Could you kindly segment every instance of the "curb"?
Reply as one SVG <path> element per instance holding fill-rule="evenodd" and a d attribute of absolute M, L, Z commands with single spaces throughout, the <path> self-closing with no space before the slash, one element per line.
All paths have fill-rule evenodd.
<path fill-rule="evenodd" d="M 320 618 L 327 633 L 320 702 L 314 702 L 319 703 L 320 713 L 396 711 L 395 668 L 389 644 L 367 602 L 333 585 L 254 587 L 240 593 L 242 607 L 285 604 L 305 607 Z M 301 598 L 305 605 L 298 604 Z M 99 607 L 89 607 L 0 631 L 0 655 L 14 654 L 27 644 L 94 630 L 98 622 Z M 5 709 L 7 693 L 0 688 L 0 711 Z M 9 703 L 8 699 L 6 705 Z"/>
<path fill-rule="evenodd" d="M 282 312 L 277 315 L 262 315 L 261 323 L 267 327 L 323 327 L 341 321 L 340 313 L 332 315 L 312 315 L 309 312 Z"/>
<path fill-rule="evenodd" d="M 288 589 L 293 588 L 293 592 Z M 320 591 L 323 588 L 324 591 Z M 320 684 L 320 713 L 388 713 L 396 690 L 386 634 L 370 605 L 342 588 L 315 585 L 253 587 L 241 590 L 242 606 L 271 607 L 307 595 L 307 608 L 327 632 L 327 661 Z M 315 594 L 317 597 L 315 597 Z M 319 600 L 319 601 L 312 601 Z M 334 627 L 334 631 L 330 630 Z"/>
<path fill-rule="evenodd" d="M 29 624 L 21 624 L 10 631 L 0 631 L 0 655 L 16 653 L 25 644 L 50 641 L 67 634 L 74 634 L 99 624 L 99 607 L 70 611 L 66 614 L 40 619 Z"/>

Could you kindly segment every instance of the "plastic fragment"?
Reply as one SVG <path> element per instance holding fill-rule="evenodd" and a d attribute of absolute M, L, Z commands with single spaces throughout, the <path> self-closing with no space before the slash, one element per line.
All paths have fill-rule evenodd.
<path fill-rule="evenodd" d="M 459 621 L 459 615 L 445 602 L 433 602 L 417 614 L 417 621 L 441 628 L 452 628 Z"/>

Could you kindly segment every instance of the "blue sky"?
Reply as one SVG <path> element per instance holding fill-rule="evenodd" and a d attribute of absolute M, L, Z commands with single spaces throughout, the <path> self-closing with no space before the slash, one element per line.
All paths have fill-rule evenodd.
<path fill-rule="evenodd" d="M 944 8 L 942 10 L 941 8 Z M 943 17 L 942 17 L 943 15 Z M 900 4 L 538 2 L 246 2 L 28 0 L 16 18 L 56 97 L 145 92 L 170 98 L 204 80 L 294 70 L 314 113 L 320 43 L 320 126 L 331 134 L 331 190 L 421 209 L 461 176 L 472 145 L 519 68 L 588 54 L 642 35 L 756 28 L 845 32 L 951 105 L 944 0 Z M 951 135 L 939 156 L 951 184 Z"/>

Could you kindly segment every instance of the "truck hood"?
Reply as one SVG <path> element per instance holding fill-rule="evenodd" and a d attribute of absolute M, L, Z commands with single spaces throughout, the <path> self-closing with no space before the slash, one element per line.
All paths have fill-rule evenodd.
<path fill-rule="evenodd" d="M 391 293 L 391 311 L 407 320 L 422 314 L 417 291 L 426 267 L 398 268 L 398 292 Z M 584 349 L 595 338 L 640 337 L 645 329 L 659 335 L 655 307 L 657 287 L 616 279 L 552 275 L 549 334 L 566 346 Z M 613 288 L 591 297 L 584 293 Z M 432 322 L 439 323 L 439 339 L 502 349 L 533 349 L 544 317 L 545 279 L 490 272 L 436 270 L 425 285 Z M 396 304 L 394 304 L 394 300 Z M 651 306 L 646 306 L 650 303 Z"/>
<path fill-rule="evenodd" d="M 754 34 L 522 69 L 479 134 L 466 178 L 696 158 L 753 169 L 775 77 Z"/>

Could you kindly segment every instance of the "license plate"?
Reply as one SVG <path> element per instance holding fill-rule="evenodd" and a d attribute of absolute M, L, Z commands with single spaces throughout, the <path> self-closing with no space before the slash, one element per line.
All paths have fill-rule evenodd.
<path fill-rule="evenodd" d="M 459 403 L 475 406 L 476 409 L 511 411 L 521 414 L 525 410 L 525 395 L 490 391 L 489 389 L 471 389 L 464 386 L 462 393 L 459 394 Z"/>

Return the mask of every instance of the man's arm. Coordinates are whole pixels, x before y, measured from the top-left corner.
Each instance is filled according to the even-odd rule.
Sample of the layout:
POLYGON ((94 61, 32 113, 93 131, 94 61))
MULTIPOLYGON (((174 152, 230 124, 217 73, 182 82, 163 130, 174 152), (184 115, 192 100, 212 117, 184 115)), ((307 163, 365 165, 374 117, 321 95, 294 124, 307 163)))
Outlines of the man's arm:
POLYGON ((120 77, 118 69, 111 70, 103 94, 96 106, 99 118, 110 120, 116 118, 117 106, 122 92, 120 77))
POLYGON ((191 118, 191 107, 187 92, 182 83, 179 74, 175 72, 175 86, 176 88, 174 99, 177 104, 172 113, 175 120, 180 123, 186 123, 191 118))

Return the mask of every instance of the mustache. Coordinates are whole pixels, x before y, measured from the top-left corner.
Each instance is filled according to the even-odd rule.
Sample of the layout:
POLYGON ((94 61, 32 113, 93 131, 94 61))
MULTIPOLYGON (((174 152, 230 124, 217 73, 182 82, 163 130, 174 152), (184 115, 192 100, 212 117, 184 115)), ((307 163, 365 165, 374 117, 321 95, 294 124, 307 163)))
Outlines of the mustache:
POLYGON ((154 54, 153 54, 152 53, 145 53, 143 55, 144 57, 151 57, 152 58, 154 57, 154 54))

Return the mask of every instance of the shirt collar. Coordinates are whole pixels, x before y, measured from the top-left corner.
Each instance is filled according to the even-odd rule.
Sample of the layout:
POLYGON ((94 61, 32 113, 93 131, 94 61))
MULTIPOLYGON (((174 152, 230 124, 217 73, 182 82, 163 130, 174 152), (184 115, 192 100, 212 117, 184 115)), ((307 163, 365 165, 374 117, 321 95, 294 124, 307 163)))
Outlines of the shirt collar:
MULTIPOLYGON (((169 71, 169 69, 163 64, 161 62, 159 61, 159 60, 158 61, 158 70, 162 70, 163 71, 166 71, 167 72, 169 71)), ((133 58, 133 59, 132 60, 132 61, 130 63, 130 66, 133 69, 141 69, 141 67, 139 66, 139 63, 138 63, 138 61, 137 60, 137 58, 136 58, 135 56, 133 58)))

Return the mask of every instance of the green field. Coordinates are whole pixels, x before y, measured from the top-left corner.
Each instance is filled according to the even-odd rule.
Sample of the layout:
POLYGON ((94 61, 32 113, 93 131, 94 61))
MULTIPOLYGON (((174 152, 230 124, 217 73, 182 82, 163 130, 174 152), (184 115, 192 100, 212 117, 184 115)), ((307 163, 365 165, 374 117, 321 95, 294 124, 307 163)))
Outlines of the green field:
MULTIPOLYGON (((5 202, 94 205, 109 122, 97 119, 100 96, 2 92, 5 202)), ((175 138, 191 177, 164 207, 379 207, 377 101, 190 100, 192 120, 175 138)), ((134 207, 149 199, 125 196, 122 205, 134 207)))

___

* **Challenge**: Copy out each record exactly as given, omitting none.

* **Exercise solution**:
Could you kindly segment every instance of the "curb"?
Reply as one SVG <path> element per instance holding fill-rule="evenodd" and a d attribute of absolute M, L, Z commands with single spaces throughout, the <path> self-closing with no space before the slash, one element per line.
All paths have fill-rule evenodd.
<path fill-rule="evenodd" d="M 320 618 L 327 633 L 320 702 L 314 702 L 319 703 L 320 713 L 396 711 L 395 668 L 389 644 L 367 602 L 333 585 L 254 587 L 240 593 L 242 607 L 285 604 L 305 607 Z M 301 598 L 305 605 L 298 604 Z M 99 607 L 89 607 L 0 631 L 0 655 L 14 654 L 27 644 L 94 630 L 98 622 Z M 5 709 L 7 693 L 0 688 L 0 711 Z M 9 703 L 8 699 L 6 705 Z"/>
<path fill-rule="evenodd" d="M 282 312 L 277 315 L 262 315 L 261 323 L 267 327 L 323 327 L 341 321 L 340 313 L 332 315 L 312 315 L 309 312 Z"/>
<path fill-rule="evenodd" d="M 288 589 L 293 588 L 293 592 Z M 320 591 L 323 588 L 324 591 Z M 320 684 L 320 713 L 388 713 L 396 690 L 386 634 L 370 605 L 342 588 L 315 585 L 253 587 L 241 590 L 242 606 L 271 607 L 307 595 L 307 608 L 327 632 L 327 661 Z M 315 594 L 317 597 L 315 597 Z M 319 600 L 319 601 L 312 601 Z M 334 627 L 334 631 L 330 630 Z"/>
<path fill-rule="evenodd" d="M 29 624 L 21 624 L 10 631 L 0 631 L 0 655 L 16 653 L 25 644 L 50 641 L 67 634 L 74 634 L 99 624 L 99 607 L 70 611 L 66 614 L 40 619 Z"/>

Could you kindly segment every instance of the "plastic fragment"?
Reply as one SVG <path> element per instance holding fill-rule="evenodd" and a d attribute of absolute M, L, Z commands with single spaces throughout, the <path> self-closing with no space before the slash, one element per line.
All paths have fill-rule evenodd.
<path fill-rule="evenodd" d="M 459 621 L 459 615 L 445 602 L 433 602 L 417 614 L 417 621 L 441 628 L 452 628 Z"/>

Could you kindly segment every instance of the "blue sky"?
Reply as one SVG <path> element per instance holding fill-rule="evenodd" and a d attribute of absolute M, L, Z commands with single spaces throughout, the <path> self-closing with no space before the slash, one element per line.
All paths have fill-rule evenodd.
<path fill-rule="evenodd" d="M 944 8 L 942 10 L 941 8 Z M 943 17 L 942 17 L 943 15 Z M 900 4 L 538 2 L 246 2 L 28 0 L 16 18 L 56 97 L 145 92 L 170 98 L 204 80 L 294 70 L 314 113 L 320 43 L 320 126 L 331 134 L 331 190 L 421 209 L 461 176 L 472 145 L 519 68 L 588 54 L 642 35 L 756 28 L 845 32 L 951 105 L 944 0 Z M 951 135 L 939 156 L 951 184 Z"/>

Could you kindly segment every instance of the "truck hood"?
Reply as one SVG <path> element per instance holding fill-rule="evenodd" and a d attribute of absolute M, L, Z commands with single spaces throughout, the <path> self-closing with no space before the slash, one element per line.
All paths have fill-rule evenodd.
<path fill-rule="evenodd" d="M 391 293 L 391 311 L 407 320 L 422 314 L 417 291 L 426 267 L 398 268 L 398 292 Z M 584 349 L 595 338 L 640 337 L 645 329 L 659 335 L 655 307 L 657 287 L 616 279 L 552 275 L 549 334 L 566 346 Z M 613 288 L 591 297 L 584 293 Z M 432 322 L 439 323 L 439 339 L 502 349 L 533 349 L 544 317 L 545 279 L 490 272 L 436 270 L 425 285 Z M 396 304 L 394 304 L 394 300 Z M 651 306 L 646 306 L 650 303 Z"/>
<path fill-rule="evenodd" d="M 754 34 L 522 69 L 479 134 L 466 178 L 696 158 L 753 169 L 775 77 Z"/>

Could you kindly segment every instance of the "license plate"?
Reply as one SVG <path> element per instance holding fill-rule="evenodd" and a d attribute of absolute M, L, Z commands with single spaces throughout, the <path> self-closing with no space before the slash, one element per line.
All paths have fill-rule evenodd.
<path fill-rule="evenodd" d="M 459 403 L 475 406 L 476 409 L 511 411 L 521 414 L 525 410 L 525 395 L 490 391 L 489 389 L 471 389 L 464 386 L 462 393 L 459 394 Z"/>

Return the mask of every instance of the man's arm. Coordinates are whole pixels, x before y, measured from the top-left corner.
Each instance is filled according to the even-odd rule.
Sample of the layout:
POLYGON ((94 61, 32 113, 93 131, 94 61))
MULTIPOLYGON (((174 152, 230 124, 217 73, 182 82, 163 130, 174 152), (184 115, 192 100, 212 117, 184 115)), ((307 163, 365 165, 374 117, 321 95, 294 124, 307 163)))
Outlines of the man's arm:
POLYGON ((120 77, 118 69, 111 70, 103 94, 96 106, 99 118, 110 120, 116 118, 117 106, 122 92, 120 77))
POLYGON ((191 118, 191 107, 187 92, 182 83, 179 74, 175 72, 175 86, 176 88, 174 99, 177 104, 172 113, 175 120, 180 123, 186 123, 191 118))

Return the mask of every instance of the mustache. Coordinates are whole pixels, x before y, measured from the top-left corner.
Each instance is filled according to the even-odd rule.
Sample of the layout:
POLYGON ((94 61, 32 113, 93 131, 94 61))
MULTIPOLYGON (((174 152, 230 124, 217 73, 182 82, 163 130, 174 152), (184 115, 192 100, 212 117, 184 115)), ((307 163, 365 165, 374 117, 321 95, 294 124, 307 163)))
Outlines of the mustache:
POLYGON ((154 54, 153 54, 152 53, 145 53, 143 55, 144 57, 151 57, 152 58, 154 57, 154 54))

Return the mask of every instance of the shirt collar. Coordinates are whole pixels, x before y, measured from the top-left corner.
Each instance is filled according to the even-odd rule.
Sample of the layout:
POLYGON ((94 61, 32 113, 93 131, 94 61))
MULTIPOLYGON (((174 152, 230 124, 217 73, 182 82, 163 130, 174 152), (184 115, 192 100, 212 117, 184 115)), ((307 163, 365 165, 374 117, 321 95, 294 124, 307 163)))
Outlines of the shirt collar:
MULTIPOLYGON (((169 71, 169 69, 163 64, 161 62, 159 61, 159 60, 158 61, 158 70, 162 70, 163 71, 166 71, 167 72, 169 71)), ((133 58, 133 59, 132 60, 132 61, 130 63, 130 66, 133 69, 141 69, 141 67, 139 66, 139 63, 138 63, 138 61, 137 60, 137 58, 136 58, 135 56, 133 58)))

Return the mask of every instance of the green field. Coordinates are whole pixels, x before y, measured from the top-left corner.
Each instance is filled according to the even-odd rule.
Sample of the layout:
POLYGON ((94 61, 32 113, 93 131, 94 61))
MULTIPOLYGON (((174 152, 230 124, 217 73, 182 82, 163 130, 174 152), (184 115, 192 100, 212 117, 184 115)), ((307 163, 365 165, 374 117, 321 95, 294 124, 307 163)))
Outlines of the green field:
MULTIPOLYGON (((5 202, 94 205, 109 122, 97 119, 100 96, 2 92, 5 202)), ((175 138, 191 177, 164 207, 379 207, 377 101, 190 100, 192 120, 175 138)), ((134 207, 149 199, 125 196, 122 205, 134 207)))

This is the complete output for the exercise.